Entonces el espectador se sorprende hasta qué punto es capaz su mímesis, de qué forma somos capaces también de generar sentimientos empáticos con los vestigios de un sujeto supernumerario. Y claro, como ya señalé en un trabajo anterior, a propósito de Silence, The Irishman no escapa a esos lugares comunes en la filmografía scorseseana: la preferencia por un relato de solidez emocional, equilibrado en la conformación de los ítems que caracterizan lo específico cinematográfico.

Para nada resulta una novedad que cada película de Scorsese privilegie su asidero al conflicto interno del personaje sin importar cuanto pueda ser de trillado su tránsito por la espesura. Siempre asomará el detalle, algún tic, un nervio de quien ha acumulado experiencias en la observación y conocimiento de la condición humana. Habrá que ver —y adelanto aquí un tema para un trabajo de próxima aparición— de qué forma esta cinta, junto a The Age of Innocence y Silence, nos proponen las más complejas psicologías en la ya imprescindible filmografía de Scorsese.

En relación a la parte fictiva de la contextualización histórica, mis palmas al tratamiento de dos grandes mitos sociopolíticos en la historia más reciente de los Estados Unidos: Jimmy Hoffa (Al Pacino) y el asesinato del presidente John F. Kennedy. Las ilaciones entre un acontecimiento y otro, así como la explicación respecto a la desaparición física de Hoffa —todavía un misterio— son sencillamente espectaculares.

Pero no sorprende Scorsese en su voluntad de renunciar al ocultamiento de la voz narradora. Esa apetencia de innovación ya mostrada en The Age of Innocence, Goodfellas y Casino, y más tarde condensadas en Silence —donde asoman con mayor nitidez e incluso, de un modo mucho más acabado que en sus antecesoras— es el sello de una marca registrada que los espectadores esperamos ver, acostumbrados a las variaciones de la focalización intra/interdiscursiva del texto fílmico.

Pero en The Irishman resultan gags bien discretos, se apela a ellos como parte de la identidad de un mainstream estético, tal vez ya difícil de superar por él y a sí mismo. Tampoco sorprende esa peculiar manera de mostrar personajes que se saben representados, así como la incógnita en torno a la fisonomía del narratario testigo directo, solo revelado al final de la película. Tratándose de un filme de Scorsese, es lo que siempre se espera.

Me ahorro, por innecesarios, los comentarios a la dirección de arte que asume, como siempre, una caracterización epocal que no deja resquicio al descrédito estético. La dirección de actores pulsó el piloto automático y descansó confiada porque con la tríada de De Niro, Joe Pesci y Al Pacino no tiene parangón la barbaridad más estremecedora, sobre todo cuando esos grandes del cine se juntan en escena. Eso sí, ha hecho un excelente trabajo el supervisor de efectos visuales que, al parecer, mandó a esos veteranos a darse un baño en la fuente de la eterna juventud.
* * *
→ Consigna 1: En la reseña sobre The Irishman, ¿por qué el autor se ahorra los comentarios sobre la dirección de arte? Explícalo en una o dos oraciones.
→ Consigna 2: Según la reseña, ¿qué actor interpreta a Jimmy Hoffa?
→ Consigna 3: Transcribe sin cambios el pasaje de la reseña que empieza con las palabras "En relación a" y termina con "del texto fílmico.".

[Registros de etiquetado de posición de objetos]
* * *
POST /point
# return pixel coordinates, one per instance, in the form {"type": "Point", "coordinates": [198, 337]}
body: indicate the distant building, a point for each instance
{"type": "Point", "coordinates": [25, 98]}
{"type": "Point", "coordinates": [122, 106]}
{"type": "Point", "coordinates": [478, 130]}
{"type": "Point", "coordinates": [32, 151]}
* * *
→ Respuesta 1: Los considera innecesarios porque la dirección de arte asume, como siempre, una caracterización de época que no deja resquicio al descrédito estético.

→ Respuesta 2: Al Pacino.

→ Respuesta 3:
En relación a la parte fictiva de la contextualización histórica, mis palmas al tratamiento de dos grandes mitos sociopolíticos en la historia más reciente de los Estados Unidos: Jimmy Hoffa (Al Pacino) y el asesinato del presidente John F. Kennedy. Las ilaciones entre un acontecimiento y otro, así como la explicación respecto a la desaparición física de Hoffa —todavía un misterio— son sencillamente espectaculares.

Pero no sorprende Scorsese en su voluntad de renunciar al ocultamiento de la voz narradora. Esa apetencia de innovación ya mostrada en The Age of Innocence, Goodfellas y Casino, y más tarde condensadas en Silence —donde asoman con mayor nitidez e incluso, de un modo mucho más acabado que en sus antecesoras— es el sello de una marca registrada que los espectadores esperamos ver, acostumbrados a las variaciones de la focalización intra/interdiscursiva del texto fílmico.